TEXT SECTION
Anonymous ID: 5cc4da Oct. 18, 2020, 6:02 p.m. No.11144093   🗄️.is 🔗kun   >>4160 >>4189 >>4432 >>4456 >>4495

An anon was questioning the connection between these individuals earlier in PB.

 

Re Q Post #4897

 

Do you anons also recall that the DNA of the COVID swab samples were also being stored? I know in the UK it is happening for sure. Not sure if this is related to this crumb Q had dropped.

Anonymous ID: 5cc4da Oct. 18, 2020, 6:22 p.m. No.11144456   🗄️.is 🔗kun   >>4513 >>4526 >>4528

>>11144093

 

Moar on 23andme and governments owning your DNA; "anonymizing DNA has proved impossible"

 

https://www.newsweek.com/2014/08/01/whos-keeping-your-data-safe-dna-banks-261136.html

 

https://archive.vn/aVRgB

 

The government owns your DNA. What are they doing with it?

BY SUSAN SCUTTI ON 07/24/14 AT 3:50 PM EDT

 

Newborns since 1963 (and possibly earlier) have been tested for genetic disorders via a blood spot from the heel. The data is then aggregated and used for undisclosed research purposes. MA began testing in 1963. Today all 50 states and DC "routinely screen newborns for at least 30 genetic conditions, with some states testing for nearly twice that number." "Now 43 states allow parents to decline the screening process based on religious beliefs or philosophical reasons."

 

"23andMe has…suggested that its longer-range goal is to collect a massive biobank of genetic information that can be used and sold for medical research and could also lead to patentable discoveries." This characterization is not denied by 23andMe, which tells Newsweek, "The primary mission of our company is to accelerate genetic discovery."

DATA EXCERPTS
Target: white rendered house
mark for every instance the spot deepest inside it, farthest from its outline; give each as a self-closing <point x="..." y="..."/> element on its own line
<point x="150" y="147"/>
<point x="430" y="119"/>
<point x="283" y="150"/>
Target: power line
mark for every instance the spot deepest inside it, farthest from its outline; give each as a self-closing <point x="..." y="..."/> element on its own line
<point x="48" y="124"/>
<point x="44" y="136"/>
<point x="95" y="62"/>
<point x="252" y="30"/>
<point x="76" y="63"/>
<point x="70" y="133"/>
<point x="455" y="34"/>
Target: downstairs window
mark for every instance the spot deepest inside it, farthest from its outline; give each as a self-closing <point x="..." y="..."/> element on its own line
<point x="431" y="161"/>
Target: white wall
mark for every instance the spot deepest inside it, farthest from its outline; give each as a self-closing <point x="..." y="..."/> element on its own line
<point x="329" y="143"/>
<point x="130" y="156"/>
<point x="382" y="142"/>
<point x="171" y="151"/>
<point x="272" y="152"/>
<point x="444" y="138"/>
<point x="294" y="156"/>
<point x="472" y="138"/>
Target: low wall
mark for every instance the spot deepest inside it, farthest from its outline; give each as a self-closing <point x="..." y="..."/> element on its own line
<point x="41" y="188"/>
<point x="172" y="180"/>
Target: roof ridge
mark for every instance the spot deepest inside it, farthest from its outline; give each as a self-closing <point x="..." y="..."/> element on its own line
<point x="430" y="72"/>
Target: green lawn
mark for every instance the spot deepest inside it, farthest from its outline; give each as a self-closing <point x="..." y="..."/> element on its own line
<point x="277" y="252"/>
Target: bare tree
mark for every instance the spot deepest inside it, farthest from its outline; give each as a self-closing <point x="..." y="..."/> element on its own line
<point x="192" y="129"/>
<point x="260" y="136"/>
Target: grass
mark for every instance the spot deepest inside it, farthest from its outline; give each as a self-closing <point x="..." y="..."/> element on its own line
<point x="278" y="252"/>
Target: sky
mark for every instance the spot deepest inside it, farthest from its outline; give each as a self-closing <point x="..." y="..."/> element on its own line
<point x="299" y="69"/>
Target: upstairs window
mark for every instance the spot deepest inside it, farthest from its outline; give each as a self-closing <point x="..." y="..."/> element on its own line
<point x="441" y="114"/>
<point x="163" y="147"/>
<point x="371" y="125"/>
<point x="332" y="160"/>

BRIEF
Answer these questions from the DNA posts:
1. In what year did MA begin testing newborns?
2. How many states allow parents to decline the screening process?
3. What does 23andMe tell Newsweek is the primary mission of the company?
Answer using only the text above.

ANSWER BOX
1. 1963
2. 43
3. To accelerate genetic discovery